Instead of going all Kony2012 on Michelle Obama, I called Dufka. She began her career as a social worker in El Salvador, worked as a photojournalist in Bosnia, and joined the Reuters bureau in Nairobi, Kenya, in the early 1990s. For the next decade, the “dirty wars” in West Africa were her beat. After joining Human Rights Watch, she took a year’s leave of absence to work for the Special Court for Sierra Leone investigating war crimes and human rights abuses.

Susan Zakin: Let’s start with the girls kidnapped by Boko Haram in Nigeria. What is the press getting wrong?

Corinne Dufka: They’re not getting anything wrong, it’s just an incomplete picture. The abduction of the girls is, of course, an extremely grave crime. But to focus exclusively on the girls lacks an appreciation of the wide and systematic crimes committed by Boko Haram in recent years, and also by the Nigerian army since the state of emergency was declared almost a year ago. There have been scores of attacks on towns and villages, and well over 1,000 people killed, hacked to death, dragged out of their cars and murdered. Scores of boys and young men have been killed in school attacks.

SZ: Have schools been a particular target?

CD: The name “Boko Haram” means Western education is sin. They have opposed Western education from the very beginning, and schools are among their main targets. They’ve attacked and burned schools of all different levels, from primary and secondary schools to technical and academic colleges. As recently as March, 43 students were hacked to death in a government college. The abduction of the girls is just one of many attacks against educational institutions.

SZ: What has the government of Nigeria done to stop them?

CD: In response to death threats by Boko Haram, the Nigerian army has set up widespread and arbitrary detention, in horrible conditions that have led to the deaths of many men without court proceedings to determine their guilt or innocence. There could be a campaign “Bring Back our Boys” led by the mothers of boys and men who are arbitrarily detained. Many have died. We met with numbers of these women. It was heartbreaking. Both sides have committed violations. It’s important to keep that in mind.

SZ: Is there something unique about Boko Haram?

CD: Boko Haram seems to be a disturbing fusion between the Sierra Leone rebel movement in the 1990s and al-Qaida. The tactics used in Sierra Leone were designed to terrify. The RUF — the Revolutionary United Front — compensated for their low numbers by terrifying the population and swelling their ranks as people joined them out of fear. Boko Haram is also using sheer terror to intimidate and ultimately control the population. They profess to be grounded in Islam but an Islam that, as many scholars have pointed out, is against the principles of Islam.

SZ: You’ve worked in a number of countries known as failed states. What have you learned about the causes of state failure?

CD: Rapid population growth is one factor. Some West African countries have the highest population growth in the world. No country can keep up with that. Climate change, desertification, economic factors and, lastly, endemic corruption. But Nigeria is not a failed state. It has very strong institutions, a strong central government, a strong media, a strong electoral process. The problem with Nigeria is not that it’s a failed state but a deeply corrupt state. Boko Haram started out years ago preaching against corruption. Followers gravitated toward a group that seems to offer them more than the state does.

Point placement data
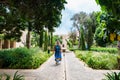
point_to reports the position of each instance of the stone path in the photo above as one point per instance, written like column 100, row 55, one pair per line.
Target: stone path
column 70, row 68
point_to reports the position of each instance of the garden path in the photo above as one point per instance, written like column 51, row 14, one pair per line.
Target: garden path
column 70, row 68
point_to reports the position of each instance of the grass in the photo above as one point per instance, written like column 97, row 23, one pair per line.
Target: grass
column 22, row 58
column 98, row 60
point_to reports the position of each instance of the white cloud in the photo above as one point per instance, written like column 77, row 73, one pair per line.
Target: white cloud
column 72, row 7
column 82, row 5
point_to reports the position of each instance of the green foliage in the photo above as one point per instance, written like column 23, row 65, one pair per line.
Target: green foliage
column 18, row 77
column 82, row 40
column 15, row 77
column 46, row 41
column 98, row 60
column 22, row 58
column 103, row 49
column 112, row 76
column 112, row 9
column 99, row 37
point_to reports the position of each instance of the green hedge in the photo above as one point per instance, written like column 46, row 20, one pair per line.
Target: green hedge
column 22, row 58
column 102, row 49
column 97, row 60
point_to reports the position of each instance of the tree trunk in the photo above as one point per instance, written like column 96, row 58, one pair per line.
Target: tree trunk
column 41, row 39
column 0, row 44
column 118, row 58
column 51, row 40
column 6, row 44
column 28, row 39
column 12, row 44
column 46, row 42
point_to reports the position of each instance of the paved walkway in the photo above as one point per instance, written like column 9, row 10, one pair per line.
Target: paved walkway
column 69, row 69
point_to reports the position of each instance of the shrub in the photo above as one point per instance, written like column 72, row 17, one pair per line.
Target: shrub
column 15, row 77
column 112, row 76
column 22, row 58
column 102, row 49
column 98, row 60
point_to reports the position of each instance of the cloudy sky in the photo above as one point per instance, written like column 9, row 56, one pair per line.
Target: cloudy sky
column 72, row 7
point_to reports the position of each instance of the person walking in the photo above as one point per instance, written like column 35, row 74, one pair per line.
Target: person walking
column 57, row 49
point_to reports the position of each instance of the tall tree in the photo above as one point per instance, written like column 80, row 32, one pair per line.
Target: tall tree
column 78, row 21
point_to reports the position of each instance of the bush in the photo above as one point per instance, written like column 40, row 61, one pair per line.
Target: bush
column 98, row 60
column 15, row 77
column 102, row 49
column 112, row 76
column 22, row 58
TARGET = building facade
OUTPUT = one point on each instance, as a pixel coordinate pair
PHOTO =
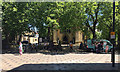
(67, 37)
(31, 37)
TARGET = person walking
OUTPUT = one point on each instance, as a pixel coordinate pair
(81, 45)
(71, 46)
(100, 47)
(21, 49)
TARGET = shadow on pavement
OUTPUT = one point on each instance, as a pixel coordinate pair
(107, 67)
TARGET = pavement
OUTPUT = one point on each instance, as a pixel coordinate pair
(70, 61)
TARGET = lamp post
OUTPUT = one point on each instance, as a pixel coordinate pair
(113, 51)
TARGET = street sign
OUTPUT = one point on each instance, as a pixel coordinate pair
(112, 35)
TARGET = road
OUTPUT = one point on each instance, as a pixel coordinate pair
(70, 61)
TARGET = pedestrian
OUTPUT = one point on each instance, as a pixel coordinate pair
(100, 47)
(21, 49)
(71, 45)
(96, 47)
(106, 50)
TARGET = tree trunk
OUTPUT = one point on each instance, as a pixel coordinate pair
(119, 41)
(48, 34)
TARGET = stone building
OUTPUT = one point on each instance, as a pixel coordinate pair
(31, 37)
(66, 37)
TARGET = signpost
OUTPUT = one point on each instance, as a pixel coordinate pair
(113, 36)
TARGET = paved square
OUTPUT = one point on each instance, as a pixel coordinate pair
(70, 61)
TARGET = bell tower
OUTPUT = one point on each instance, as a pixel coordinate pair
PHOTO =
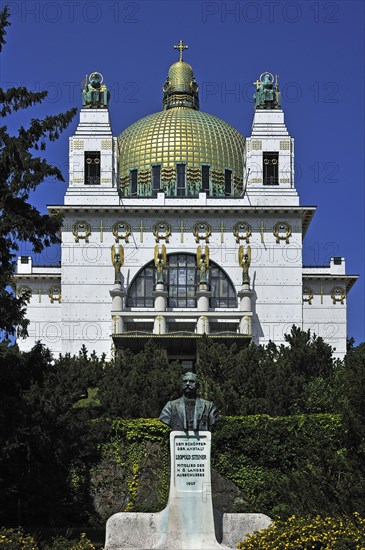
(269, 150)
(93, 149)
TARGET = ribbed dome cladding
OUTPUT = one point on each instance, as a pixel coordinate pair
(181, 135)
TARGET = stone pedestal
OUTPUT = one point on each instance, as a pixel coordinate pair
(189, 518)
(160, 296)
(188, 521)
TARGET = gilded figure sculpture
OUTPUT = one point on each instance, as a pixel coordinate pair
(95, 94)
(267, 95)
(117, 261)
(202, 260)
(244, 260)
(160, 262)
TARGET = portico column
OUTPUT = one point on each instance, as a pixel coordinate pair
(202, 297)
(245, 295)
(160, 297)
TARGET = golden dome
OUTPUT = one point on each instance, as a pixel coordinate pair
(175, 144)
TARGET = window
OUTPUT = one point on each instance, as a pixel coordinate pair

# [Tasks and exercises]
a) Using the Boko Haram interview, decide whether each statement agrees with it: (i) Dufka worked as a photojournalist in Bosnia; (ii) Dufka describes Nigeria as a failed state; (iii) the 43 students killed in March were attacked at a primary school. Answer yes or no for each and quote the words from the interview that decide it.
b) Go on with the Boko Haram interview from the point where it stops.
This data was taken from a different source than the interview.

# [The responses]
a)
(i) Yes: "worked as a photojournalist in Bosnia."
(ii) No: "But Nigeria is not a failed state."
(iii) No: "As recently as March, 43 students were hacked to death in a government college."

b)
SZ: Boko Haram has been expanding its violent activities for several years. We weren’t paying much attention to Nigeria before the girls were kidnapped, were we?

CD: Not enough. We shouldn’t only zoom in on places where the conflict is already surfacing. The fact that Mali, which essentially collapsed two years ago, was considered a success story by the West is an indictment of development policy. It’s a culture of low expectations. As long as there are elections that are not characterized by extreme violence, as long as there is not overt armed conflict, then a country stays out of the problem category.SZ: What are the signs we should be looking for?

CD: The growth of fundamentalist religion happens for a reason. In Africa, it’s rooted in the failure of ethnic and tribal structures, as well as the government, to address the basic needs of the population: health, education, clean water. I would include the opportunity to flourish as necessary for a healthy society. Into that vacuum creeps what I call the meddlers. In past decades the meddlers were rebel groups like the ones we saw in Sierra Leone and Liberia. They were supported by Moammar Gadhafi, Blaise Compaoré of Burkina Faso and others who benefited from resource exploitation by the meddlers. The modern day meddlers are drug traffickers from South America, who are using West Africa as a route to sell their wares in Europe, as well as religious fundamentalists.

SZ: Critics are charging that #bringbackourgirls is an excuse to expand the U.S. military presence in Nigeria, one of the world’s largest oil producers.

CD: Business interests are already involved. I think the U.S. is more concerned about the security implications.

SZ: Speaking of security, how closely allied to al-Qaida is Boko Haram?

CD: The extent to which they are allied with al-Qaida isn’t really clear. That’s a work in progress; it’s gone back and forth.

SZ: Boko Haram has been fairly tough to characterize until now, partly because it’s been too dangerous for journalists to travel to the north. In general, covering wars is more dangerous now. Is that why we’re becoming fascinated by the people who do this work?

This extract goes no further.